**** EXERCISE DATA ****

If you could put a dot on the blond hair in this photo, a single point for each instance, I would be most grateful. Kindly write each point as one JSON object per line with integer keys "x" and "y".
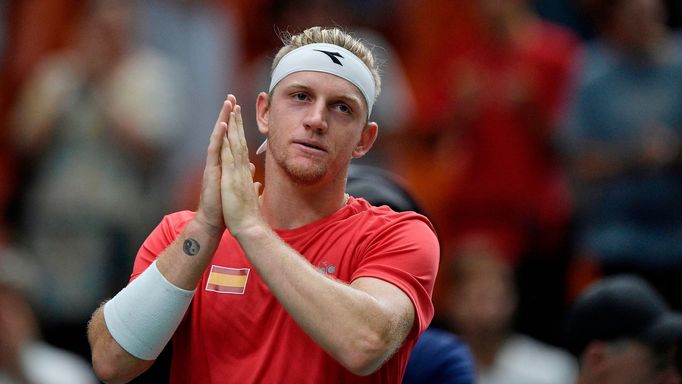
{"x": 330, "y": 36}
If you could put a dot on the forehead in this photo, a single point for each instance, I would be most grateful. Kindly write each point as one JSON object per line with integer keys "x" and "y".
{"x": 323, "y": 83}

****
**** EXERCISE DATA ****

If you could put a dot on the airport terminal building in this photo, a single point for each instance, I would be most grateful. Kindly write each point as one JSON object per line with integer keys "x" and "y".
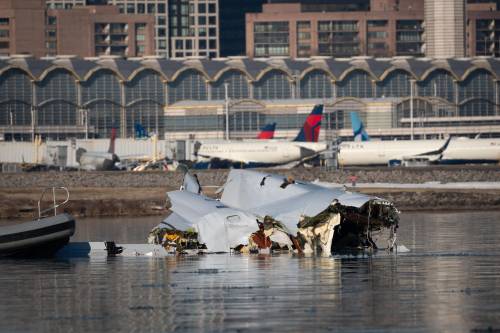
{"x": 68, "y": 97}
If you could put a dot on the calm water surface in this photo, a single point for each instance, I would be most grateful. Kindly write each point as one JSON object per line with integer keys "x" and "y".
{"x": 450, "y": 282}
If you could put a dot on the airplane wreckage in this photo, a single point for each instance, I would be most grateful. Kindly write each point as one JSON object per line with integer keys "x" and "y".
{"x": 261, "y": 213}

****
**** EXERCISE DATA ****

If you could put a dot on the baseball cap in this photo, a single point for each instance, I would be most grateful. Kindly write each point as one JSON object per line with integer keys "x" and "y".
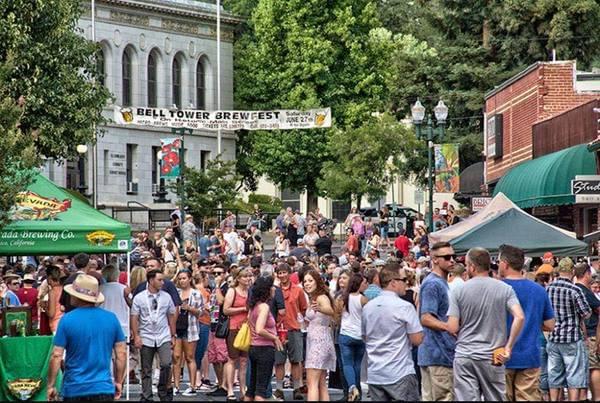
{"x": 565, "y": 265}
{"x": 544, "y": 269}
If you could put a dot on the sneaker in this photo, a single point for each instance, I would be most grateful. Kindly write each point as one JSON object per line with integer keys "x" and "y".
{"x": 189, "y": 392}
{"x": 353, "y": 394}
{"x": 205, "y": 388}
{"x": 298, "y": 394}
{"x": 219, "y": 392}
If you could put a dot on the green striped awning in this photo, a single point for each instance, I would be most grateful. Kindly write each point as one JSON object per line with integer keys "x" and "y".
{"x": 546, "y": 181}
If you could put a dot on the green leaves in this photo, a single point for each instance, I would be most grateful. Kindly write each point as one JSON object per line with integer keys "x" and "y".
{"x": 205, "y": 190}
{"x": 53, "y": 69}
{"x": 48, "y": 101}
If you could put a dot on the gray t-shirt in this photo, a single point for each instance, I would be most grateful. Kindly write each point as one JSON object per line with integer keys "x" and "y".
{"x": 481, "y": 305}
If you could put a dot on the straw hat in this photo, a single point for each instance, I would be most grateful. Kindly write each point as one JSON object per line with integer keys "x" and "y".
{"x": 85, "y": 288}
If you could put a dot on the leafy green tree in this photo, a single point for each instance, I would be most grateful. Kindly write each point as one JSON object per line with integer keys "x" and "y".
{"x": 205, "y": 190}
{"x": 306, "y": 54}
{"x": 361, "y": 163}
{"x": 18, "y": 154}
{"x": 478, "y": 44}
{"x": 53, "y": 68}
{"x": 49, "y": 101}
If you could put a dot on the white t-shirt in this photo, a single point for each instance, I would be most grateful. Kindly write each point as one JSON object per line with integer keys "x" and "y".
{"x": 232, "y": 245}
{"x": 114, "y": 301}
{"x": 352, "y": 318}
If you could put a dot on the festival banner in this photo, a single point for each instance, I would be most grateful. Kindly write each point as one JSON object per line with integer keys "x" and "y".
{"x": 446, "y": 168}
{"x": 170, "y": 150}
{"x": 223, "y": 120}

****

> [JOB]: Report every row above that contains the string "shirt", copying each such row in full.

> [REPLY]:
If you could put a dot on the gray t-shirt in this photo, a single point for each instance, I would be most grateful. Kindly write each point as one JSON object per line with integer keys "x" and "y".
If you could put a dot on the white t-shirt in this photo, a single point for each instance, I would be most grateful. Kindly write each point as one JSON object per line with integer keys "x" and "y".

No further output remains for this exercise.